We’ll keep the cam on the hummingbird feeder for a while, now that we know there are some around here. Hopefully we’ll get better pictures one day.

Ruby-throated Hummingbird

Biggest Week in American Birding 2010

Posted on May 21st 2010 by Arthur in Birds, Life in America, Nature

Magee Marsh, a wildlife area in northern Ohio, is considered one of the best places in the United States to witness spring migration of neotropical birds. Lake Erie forms a natural barrier and birds pile up in large numbers as they rest and refuel before they continue their journey across the water. From mid-April through May thousands of birders flock down to the area to witness the event. A boardwalk (of approximately 0.8 miles) that runs through the marsh provides an excellent opportunity to watch these beautiful birds up close.

Magee Marsh boardwalk

This year, a birding festival named The Biggest Week in American Birding was organized for the first time. It was a huge success and hopefully will become an annual event. For 10 days there were many activities, like bus trips, guided walks, workshops and talks. We had the pleasure to attend the festival last week from Thursday to Sunday and stayed in nearby Port Clinton.

Magee Marsh sign

We spent a lot of time on the boardwalk, which was simply amazing. Birds flit around at eye level and they are apparently so tired and hungry from their long journey that they do not mind the people watching them up close. In our first minute on the boardwalk we spotted a Black-throated Blue Warbler right in front of us and we watched it for about 10 minutes hopping around just a few feet from our faces. This is a really good way to observe these birds and learn them. We had already seen quite a few warblers here in Illinois last year, but they are often in the tree tops, making them just small specks and hard to identify. In total we saw about two dozen different warblers at Magee Marsh and the Ottawa National Wildlife Refuge (which is right next door) and a hundred other species.

American Redstart
American Redstart

Prothonotary Warbler
Prothonotary Warbler on a nest right along the boardwalk

Friday was by far the best day bird-wise. On Thursday afternoon we were on a shore bird excursion, standing in a field watching some Black-bellied Plovers, when all of a sudden temperatures went up about 20 degrees and it became very windy. These southern winds brought a huge amount of birds to the area and Friday the warblers were everywhere.

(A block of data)

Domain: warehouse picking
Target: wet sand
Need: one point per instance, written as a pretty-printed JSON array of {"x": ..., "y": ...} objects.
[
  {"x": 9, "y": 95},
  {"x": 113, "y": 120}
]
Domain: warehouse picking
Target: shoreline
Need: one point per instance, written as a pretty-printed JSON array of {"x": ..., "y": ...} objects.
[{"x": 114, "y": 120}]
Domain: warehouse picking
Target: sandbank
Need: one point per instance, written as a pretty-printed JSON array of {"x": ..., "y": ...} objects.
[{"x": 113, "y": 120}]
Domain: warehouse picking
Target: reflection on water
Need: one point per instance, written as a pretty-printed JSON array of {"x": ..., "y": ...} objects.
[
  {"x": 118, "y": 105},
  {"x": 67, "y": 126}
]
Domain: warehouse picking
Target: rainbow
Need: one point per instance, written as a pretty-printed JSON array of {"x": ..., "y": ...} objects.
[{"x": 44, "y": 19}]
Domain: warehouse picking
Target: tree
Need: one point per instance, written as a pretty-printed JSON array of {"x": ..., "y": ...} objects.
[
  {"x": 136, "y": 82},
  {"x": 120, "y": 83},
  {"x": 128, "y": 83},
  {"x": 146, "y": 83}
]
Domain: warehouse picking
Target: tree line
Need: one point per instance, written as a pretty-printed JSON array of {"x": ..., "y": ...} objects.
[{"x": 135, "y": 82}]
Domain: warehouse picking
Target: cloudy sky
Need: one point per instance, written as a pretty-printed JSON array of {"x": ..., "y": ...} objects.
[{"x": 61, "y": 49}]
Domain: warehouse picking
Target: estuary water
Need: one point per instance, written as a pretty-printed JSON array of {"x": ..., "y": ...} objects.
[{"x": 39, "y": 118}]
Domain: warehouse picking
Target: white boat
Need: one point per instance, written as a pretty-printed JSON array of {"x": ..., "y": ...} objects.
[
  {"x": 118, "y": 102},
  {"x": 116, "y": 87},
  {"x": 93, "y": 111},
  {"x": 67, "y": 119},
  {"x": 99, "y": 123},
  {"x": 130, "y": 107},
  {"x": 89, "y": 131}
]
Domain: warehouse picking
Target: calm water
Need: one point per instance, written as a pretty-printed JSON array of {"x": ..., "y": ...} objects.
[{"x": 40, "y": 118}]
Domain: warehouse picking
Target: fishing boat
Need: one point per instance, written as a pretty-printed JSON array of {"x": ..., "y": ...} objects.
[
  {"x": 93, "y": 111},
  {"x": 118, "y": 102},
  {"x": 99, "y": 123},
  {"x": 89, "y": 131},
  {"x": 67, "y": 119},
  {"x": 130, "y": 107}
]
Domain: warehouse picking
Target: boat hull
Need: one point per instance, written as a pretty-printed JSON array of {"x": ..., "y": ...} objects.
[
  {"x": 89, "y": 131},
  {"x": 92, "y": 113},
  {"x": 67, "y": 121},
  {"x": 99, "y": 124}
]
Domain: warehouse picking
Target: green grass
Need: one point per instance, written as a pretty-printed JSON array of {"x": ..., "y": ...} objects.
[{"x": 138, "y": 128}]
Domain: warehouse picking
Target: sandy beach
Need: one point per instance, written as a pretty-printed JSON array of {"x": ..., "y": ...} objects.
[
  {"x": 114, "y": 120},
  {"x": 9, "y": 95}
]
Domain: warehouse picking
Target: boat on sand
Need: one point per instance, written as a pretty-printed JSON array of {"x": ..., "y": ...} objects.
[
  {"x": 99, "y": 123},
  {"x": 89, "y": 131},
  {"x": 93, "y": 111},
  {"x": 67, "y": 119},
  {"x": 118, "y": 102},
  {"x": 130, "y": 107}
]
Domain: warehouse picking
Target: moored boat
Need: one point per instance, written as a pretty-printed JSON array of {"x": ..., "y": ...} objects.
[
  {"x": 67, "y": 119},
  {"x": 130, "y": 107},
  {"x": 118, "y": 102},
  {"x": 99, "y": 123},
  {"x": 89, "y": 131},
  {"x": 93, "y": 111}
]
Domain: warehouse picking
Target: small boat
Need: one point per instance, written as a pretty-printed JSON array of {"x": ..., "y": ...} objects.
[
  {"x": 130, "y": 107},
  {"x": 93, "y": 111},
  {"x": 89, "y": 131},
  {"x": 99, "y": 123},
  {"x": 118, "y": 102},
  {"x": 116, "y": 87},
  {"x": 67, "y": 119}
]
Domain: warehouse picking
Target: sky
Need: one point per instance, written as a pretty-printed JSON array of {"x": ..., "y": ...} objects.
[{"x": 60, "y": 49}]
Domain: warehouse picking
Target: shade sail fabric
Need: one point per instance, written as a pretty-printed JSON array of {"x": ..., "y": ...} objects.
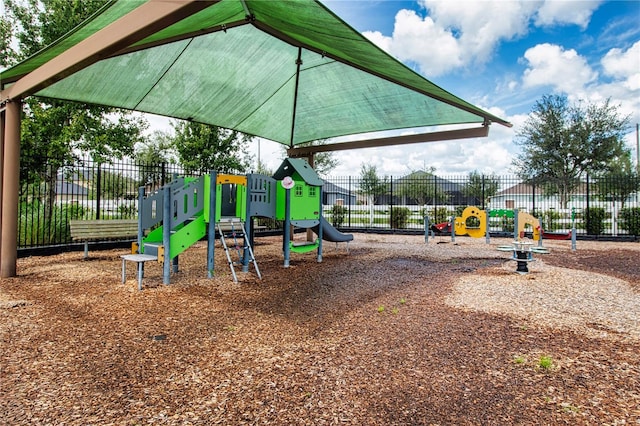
[{"x": 288, "y": 71}]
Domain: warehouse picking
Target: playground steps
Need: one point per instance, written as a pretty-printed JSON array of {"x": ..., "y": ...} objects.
[{"x": 234, "y": 229}]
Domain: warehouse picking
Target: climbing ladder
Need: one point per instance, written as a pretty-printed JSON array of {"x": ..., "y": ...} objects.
[{"x": 233, "y": 228}]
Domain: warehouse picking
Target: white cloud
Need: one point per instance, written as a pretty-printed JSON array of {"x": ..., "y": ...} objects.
[
  {"x": 481, "y": 25},
  {"x": 459, "y": 34},
  {"x": 624, "y": 65},
  {"x": 553, "y": 12},
  {"x": 551, "y": 65},
  {"x": 380, "y": 40},
  {"x": 418, "y": 40}
]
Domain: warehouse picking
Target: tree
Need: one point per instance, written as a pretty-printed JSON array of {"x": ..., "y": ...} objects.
[
  {"x": 561, "y": 142},
  {"x": 53, "y": 131},
  {"x": 153, "y": 150},
  {"x": 202, "y": 148},
  {"x": 481, "y": 187},
  {"x": 619, "y": 182},
  {"x": 421, "y": 186},
  {"x": 371, "y": 186}
]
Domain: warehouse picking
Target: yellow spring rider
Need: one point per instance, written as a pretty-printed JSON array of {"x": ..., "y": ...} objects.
[{"x": 522, "y": 220}]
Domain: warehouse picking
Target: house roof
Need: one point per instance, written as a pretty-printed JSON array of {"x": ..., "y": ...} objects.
[{"x": 288, "y": 71}]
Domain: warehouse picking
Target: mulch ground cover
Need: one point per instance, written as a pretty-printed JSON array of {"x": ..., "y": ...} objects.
[{"x": 362, "y": 338}]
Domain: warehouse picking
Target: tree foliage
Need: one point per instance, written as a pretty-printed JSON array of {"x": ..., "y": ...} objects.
[
  {"x": 481, "y": 187},
  {"x": 323, "y": 162},
  {"x": 561, "y": 141},
  {"x": 202, "y": 148},
  {"x": 620, "y": 181},
  {"x": 372, "y": 186},
  {"x": 52, "y": 131},
  {"x": 421, "y": 186}
]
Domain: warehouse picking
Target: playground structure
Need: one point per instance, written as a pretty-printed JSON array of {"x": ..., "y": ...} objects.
[
  {"x": 481, "y": 228},
  {"x": 522, "y": 251},
  {"x": 186, "y": 210}
]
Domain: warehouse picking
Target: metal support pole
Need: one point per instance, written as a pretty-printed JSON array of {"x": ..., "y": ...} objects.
[
  {"x": 541, "y": 232},
  {"x": 426, "y": 229},
  {"x": 320, "y": 227},
  {"x": 287, "y": 227},
  {"x": 141, "y": 213},
  {"x": 573, "y": 229},
  {"x": 166, "y": 233},
  {"x": 10, "y": 186},
  {"x": 487, "y": 237},
  {"x": 453, "y": 229},
  {"x": 211, "y": 230}
]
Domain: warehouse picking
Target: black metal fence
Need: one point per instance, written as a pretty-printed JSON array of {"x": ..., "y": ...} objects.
[
  {"x": 84, "y": 190},
  {"x": 88, "y": 190}
]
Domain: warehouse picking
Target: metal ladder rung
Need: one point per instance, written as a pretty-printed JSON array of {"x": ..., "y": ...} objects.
[{"x": 245, "y": 246}]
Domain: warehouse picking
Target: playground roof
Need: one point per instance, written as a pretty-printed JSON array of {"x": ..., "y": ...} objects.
[
  {"x": 288, "y": 71},
  {"x": 298, "y": 165}
]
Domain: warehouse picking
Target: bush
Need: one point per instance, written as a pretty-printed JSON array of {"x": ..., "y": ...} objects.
[
  {"x": 595, "y": 220},
  {"x": 338, "y": 214},
  {"x": 630, "y": 220},
  {"x": 399, "y": 216}
]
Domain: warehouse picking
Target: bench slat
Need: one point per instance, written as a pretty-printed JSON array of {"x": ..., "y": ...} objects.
[{"x": 84, "y": 230}]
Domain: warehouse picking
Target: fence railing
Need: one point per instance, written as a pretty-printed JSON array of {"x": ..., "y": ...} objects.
[{"x": 109, "y": 191}]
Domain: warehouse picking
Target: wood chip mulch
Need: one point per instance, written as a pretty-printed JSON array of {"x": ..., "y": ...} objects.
[{"x": 368, "y": 337}]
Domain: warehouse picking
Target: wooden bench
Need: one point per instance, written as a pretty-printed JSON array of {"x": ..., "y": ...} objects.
[{"x": 102, "y": 230}]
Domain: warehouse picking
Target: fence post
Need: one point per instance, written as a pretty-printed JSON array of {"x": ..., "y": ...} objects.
[
  {"x": 483, "y": 197},
  {"x": 533, "y": 202},
  {"x": 585, "y": 215},
  {"x": 390, "y": 202},
  {"x": 98, "y": 191},
  {"x": 349, "y": 195}
]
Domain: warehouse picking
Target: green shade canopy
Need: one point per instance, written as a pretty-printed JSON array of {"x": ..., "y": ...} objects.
[{"x": 288, "y": 71}]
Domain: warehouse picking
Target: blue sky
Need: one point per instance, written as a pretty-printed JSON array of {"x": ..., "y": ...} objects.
[{"x": 501, "y": 56}]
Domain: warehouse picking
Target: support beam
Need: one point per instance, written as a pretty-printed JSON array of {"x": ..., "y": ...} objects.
[
  {"x": 476, "y": 132},
  {"x": 2, "y": 130},
  {"x": 138, "y": 24},
  {"x": 10, "y": 186}
]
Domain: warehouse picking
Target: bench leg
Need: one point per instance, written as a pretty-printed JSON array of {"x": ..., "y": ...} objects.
[{"x": 140, "y": 274}]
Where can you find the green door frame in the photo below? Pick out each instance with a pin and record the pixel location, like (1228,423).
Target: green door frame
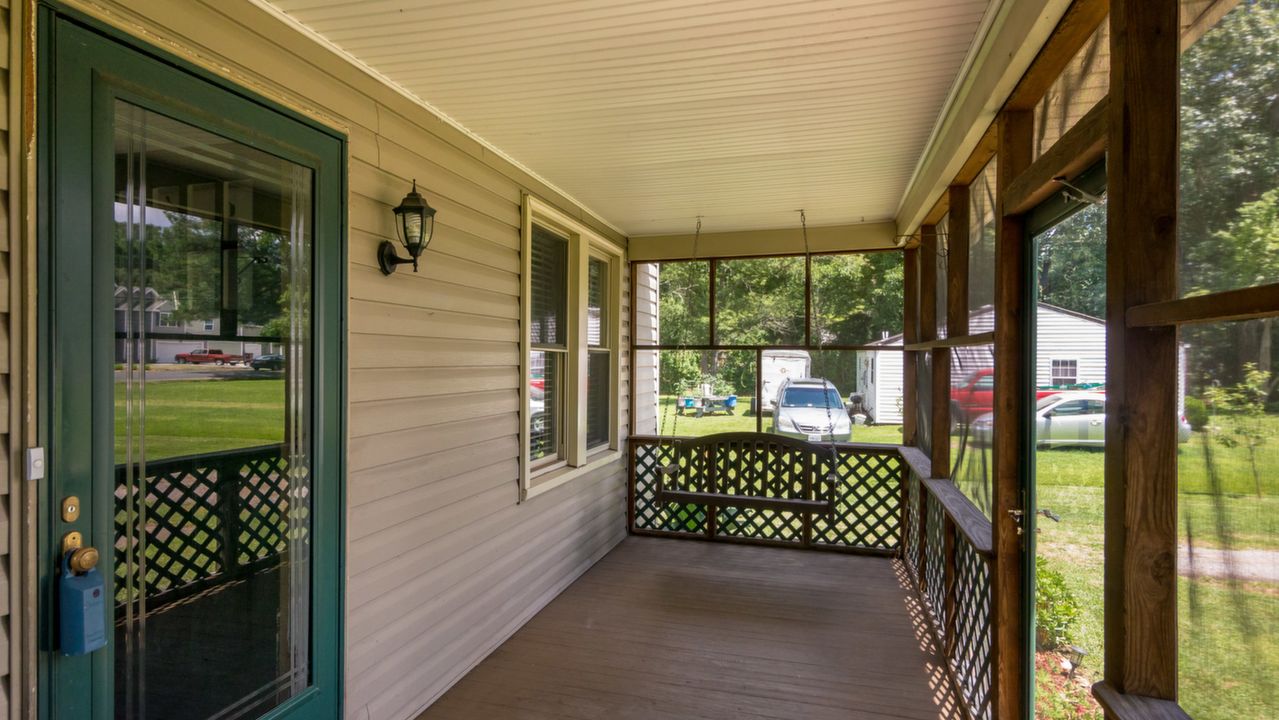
(83,67)
(1050,212)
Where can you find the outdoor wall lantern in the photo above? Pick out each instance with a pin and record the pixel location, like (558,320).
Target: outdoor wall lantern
(415,221)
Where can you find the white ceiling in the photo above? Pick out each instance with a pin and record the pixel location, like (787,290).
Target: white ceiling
(655,111)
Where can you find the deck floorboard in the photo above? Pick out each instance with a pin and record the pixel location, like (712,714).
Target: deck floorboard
(698,631)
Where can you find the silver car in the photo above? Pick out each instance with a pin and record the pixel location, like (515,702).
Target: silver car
(811,409)
(1071,420)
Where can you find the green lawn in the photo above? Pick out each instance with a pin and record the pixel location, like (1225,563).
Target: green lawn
(186,417)
(1229,632)
(669,422)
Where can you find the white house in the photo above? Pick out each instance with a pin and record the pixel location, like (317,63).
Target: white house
(1071,353)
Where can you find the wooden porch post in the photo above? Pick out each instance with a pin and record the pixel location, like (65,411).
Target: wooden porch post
(910,334)
(957,261)
(1141,362)
(1008,592)
(939,383)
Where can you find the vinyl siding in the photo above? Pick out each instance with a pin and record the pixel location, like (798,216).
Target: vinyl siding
(9,503)
(441,562)
(646,361)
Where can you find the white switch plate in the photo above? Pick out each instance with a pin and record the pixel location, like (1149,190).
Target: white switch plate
(35,463)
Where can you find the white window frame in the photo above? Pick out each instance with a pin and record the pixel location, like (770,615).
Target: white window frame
(582,243)
(1051,371)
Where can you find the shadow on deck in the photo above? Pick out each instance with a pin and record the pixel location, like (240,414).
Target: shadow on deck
(669,628)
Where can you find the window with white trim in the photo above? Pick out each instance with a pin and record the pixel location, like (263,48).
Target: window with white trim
(571,340)
(1064,372)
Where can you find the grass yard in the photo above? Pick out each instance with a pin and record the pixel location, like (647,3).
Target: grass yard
(1229,632)
(186,417)
(669,422)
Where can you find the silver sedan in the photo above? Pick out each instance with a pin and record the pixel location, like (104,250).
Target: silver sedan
(1071,420)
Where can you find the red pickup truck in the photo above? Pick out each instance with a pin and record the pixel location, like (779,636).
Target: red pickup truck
(214,356)
(976,395)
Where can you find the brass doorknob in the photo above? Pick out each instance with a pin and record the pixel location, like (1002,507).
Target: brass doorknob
(83,559)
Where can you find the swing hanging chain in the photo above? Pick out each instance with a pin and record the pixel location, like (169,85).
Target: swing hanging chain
(675,400)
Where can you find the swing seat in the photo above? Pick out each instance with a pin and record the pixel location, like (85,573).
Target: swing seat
(751,469)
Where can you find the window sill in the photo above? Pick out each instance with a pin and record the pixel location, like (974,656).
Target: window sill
(1136,707)
(551,478)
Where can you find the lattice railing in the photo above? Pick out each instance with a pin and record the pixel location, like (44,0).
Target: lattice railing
(866,513)
(949,555)
(201,518)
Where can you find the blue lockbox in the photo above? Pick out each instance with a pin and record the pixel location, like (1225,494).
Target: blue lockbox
(82,610)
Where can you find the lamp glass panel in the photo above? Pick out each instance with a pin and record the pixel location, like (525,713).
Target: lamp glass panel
(412,221)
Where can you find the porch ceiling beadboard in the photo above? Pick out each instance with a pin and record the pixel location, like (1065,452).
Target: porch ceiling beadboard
(655,113)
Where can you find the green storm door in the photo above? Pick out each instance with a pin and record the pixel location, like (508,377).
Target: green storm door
(192,262)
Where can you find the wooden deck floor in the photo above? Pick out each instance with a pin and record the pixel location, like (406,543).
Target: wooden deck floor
(674,628)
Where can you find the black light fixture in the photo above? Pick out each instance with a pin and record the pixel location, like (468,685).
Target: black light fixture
(415,221)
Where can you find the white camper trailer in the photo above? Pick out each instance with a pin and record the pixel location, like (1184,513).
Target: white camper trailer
(776,366)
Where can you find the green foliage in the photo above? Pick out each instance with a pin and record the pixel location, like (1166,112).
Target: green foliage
(1071,262)
(681,371)
(1228,180)
(857,298)
(183,262)
(1058,697)
(1057,609)
(1243,408)
(1196,413)
(760,302)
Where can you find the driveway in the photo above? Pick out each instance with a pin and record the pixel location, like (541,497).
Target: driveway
(1257,565)
(168,372)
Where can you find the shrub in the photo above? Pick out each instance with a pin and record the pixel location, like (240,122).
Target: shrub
(1196,413)
(1055,606)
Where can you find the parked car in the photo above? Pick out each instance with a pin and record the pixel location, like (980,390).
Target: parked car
(1071,420)
(270,361)
(976,395)
(811,409)
(210,354)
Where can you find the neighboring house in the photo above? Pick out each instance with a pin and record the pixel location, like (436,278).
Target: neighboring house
(1071,353)
(154,315)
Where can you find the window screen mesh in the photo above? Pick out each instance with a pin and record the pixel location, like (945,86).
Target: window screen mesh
(549,278)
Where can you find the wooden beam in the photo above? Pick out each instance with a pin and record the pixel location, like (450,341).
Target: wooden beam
(929,333)
(1246,303)
(764,243)
(1206,21)
(957,257)
(1072,154)
(1072,32)
(1141,362)
(938,211)
(927,283)
(939,370)
(910,334)
(979,157)
(1136,707)
(953,342)
(1011,409)
(968,519)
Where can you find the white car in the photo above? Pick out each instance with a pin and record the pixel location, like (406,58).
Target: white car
(811,409)
(1071,420)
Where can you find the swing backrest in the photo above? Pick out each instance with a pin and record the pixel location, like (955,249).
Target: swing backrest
(750,469)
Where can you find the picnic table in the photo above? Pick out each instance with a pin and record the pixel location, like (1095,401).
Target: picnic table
(706,404)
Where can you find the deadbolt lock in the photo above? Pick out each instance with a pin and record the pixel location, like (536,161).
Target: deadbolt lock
(70,509)
(73,540)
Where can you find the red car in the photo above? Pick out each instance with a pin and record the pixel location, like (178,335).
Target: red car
(976,395)
(207,354)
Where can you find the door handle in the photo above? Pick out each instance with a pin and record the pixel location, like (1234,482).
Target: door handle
(83,559)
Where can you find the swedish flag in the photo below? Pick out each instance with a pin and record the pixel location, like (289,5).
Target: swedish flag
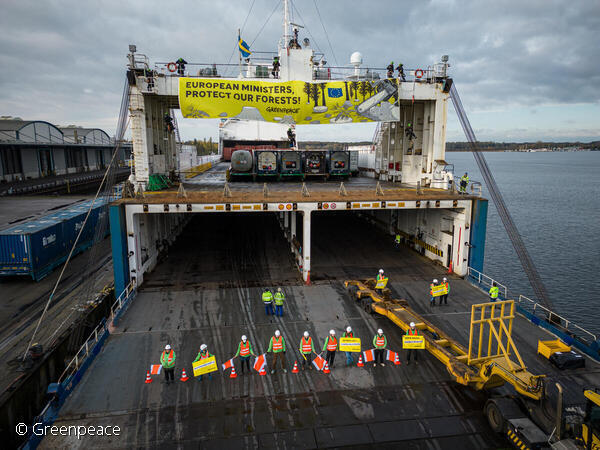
(244,48)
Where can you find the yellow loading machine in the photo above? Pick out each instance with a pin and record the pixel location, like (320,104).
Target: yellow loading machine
(491,360)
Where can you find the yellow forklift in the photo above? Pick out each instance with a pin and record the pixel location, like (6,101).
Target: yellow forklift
(491,360)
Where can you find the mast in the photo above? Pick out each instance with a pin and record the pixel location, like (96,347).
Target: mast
(286,23)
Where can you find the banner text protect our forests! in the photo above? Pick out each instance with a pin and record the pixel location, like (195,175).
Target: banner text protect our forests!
(289,102)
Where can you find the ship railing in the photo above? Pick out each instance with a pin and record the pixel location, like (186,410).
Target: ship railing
(537,312)
(262,66)
(540,310)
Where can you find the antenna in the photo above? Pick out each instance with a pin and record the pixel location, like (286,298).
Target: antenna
(286,23)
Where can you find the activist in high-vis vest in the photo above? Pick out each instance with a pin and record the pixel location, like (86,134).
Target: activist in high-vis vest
(307,348)
(494,292)
(277,347)
(412,331)
(268,302)
(244,352)
(203,354)
(380,343)
(167,359)
(350,334)
(331,346)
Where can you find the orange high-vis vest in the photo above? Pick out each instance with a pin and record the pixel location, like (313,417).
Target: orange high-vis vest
(244,349)
(170,359)
(307,345)
(277,343)
(332,344)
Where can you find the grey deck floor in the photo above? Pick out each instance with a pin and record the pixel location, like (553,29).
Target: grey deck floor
(208,291)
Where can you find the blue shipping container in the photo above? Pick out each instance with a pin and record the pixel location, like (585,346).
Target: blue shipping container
(37,246)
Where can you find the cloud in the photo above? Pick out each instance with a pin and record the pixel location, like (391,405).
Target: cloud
(64,61)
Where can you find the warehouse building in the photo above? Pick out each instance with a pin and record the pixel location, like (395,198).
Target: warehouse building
(32,149)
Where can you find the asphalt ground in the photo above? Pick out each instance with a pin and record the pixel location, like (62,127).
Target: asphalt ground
(208,290)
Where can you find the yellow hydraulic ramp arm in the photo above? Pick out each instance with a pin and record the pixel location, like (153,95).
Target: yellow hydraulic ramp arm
(486,363)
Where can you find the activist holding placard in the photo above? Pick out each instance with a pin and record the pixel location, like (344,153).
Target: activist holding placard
(413,342)
(205,363)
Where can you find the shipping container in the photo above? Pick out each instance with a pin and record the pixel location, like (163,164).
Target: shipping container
(339,163)
(266,162)
(37,246)
(315,163)
(291,164)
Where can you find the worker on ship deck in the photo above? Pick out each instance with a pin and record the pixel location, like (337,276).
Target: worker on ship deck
(307,348)
(268,302)
(380,343)
(279,298)
(464,181)
(276,66)
(412,331)
(433,284)
(244,352)
(400,70)
(203,354)
(291,137)
(494,290)
(331,346)
(277,347)
(167,359)
(380,276)
(181,66)
(349,358)
(444,297)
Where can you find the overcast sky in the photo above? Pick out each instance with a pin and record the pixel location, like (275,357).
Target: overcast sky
(525,69)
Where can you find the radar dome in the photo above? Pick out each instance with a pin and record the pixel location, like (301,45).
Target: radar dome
(356,59)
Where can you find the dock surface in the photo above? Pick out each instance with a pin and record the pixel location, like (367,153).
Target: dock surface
(208,290)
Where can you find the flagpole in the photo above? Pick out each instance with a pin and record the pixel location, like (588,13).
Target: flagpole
(239,52)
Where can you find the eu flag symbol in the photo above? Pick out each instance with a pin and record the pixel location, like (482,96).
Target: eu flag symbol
(244,48)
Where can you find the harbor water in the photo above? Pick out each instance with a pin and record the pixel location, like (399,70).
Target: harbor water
(554,198)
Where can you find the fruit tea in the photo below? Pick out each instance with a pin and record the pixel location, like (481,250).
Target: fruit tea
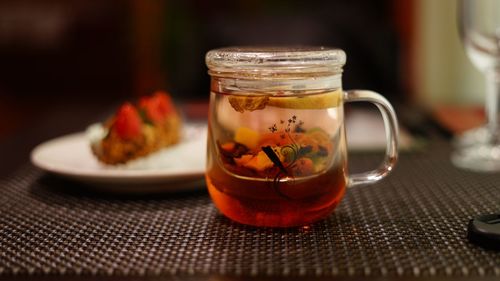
(276,158)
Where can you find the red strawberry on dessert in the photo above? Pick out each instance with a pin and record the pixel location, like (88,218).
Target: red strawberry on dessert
(127,123)
(137,130)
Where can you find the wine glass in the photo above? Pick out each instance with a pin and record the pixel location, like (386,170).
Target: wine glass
(479,21)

→ Exercise instructions:
Write out the Magee Marsh post from "Posted on May" up to and including "birds up close.". The entries stand apart from the Magee Marsh post.

→ Exercise output:
Posted on May 21st 2010 by Arthur in Birds, Life in America, Nature

Magee Marsh, a wildlife area in northern Ohio, is considered one of the best places in the United States to witness spring migration of neotropical birds. Lake Erie forms a natural barrier and birds pile up in large numbers as they rest and refuel before they continue their journey across the water. From mid-April through May thousands of birders flock down to the area to witness the event. A boardwalk (of approximately 0.8 miles) that runs through the marsh provides an excellent opportunity to watch these beautiful birds up close.